▶ _Dataset records_:
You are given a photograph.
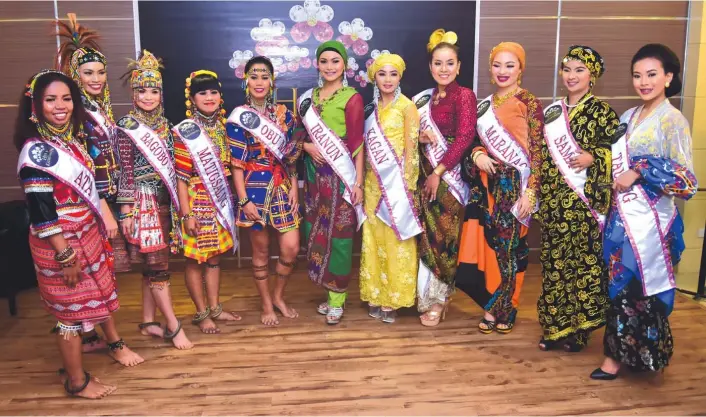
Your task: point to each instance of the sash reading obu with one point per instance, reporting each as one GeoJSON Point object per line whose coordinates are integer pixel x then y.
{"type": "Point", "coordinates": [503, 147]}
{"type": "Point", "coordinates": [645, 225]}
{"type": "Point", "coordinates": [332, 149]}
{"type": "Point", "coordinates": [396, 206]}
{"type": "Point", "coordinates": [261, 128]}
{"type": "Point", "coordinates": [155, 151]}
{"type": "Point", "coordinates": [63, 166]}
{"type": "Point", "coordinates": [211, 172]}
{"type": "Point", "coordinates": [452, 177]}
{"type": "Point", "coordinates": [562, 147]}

▶ _Task statement_: Copy out in full every line of the material above that contains the word "Point".

▶ _Complete answer_:
Your task: point to each instance of the sash reading obu with one point per instance, reporting each as one GeoJSON Point object per line whose coordinates are integer pixel x then y.
{"type": "Point", "coordinates": [503, 147]}
{"type": "Point", "coordinates": [645, 225]}
{"type": "Point", "coordinates": [332, 149]}
{"type": "Point", "coordinates": [396, 206]}
{"type": "Point", "coordinates": [261, 128]}
{"type": "Point", "coordinates": [155, 151]}
{"type": "Point", "coordinates": [63, 166]}
{"type": "Point", "coordinates": [211, 172]}
{"type": "Point", "coordinates": [452, 177]}
{"type": "Point", "coordinates": [562, 147]}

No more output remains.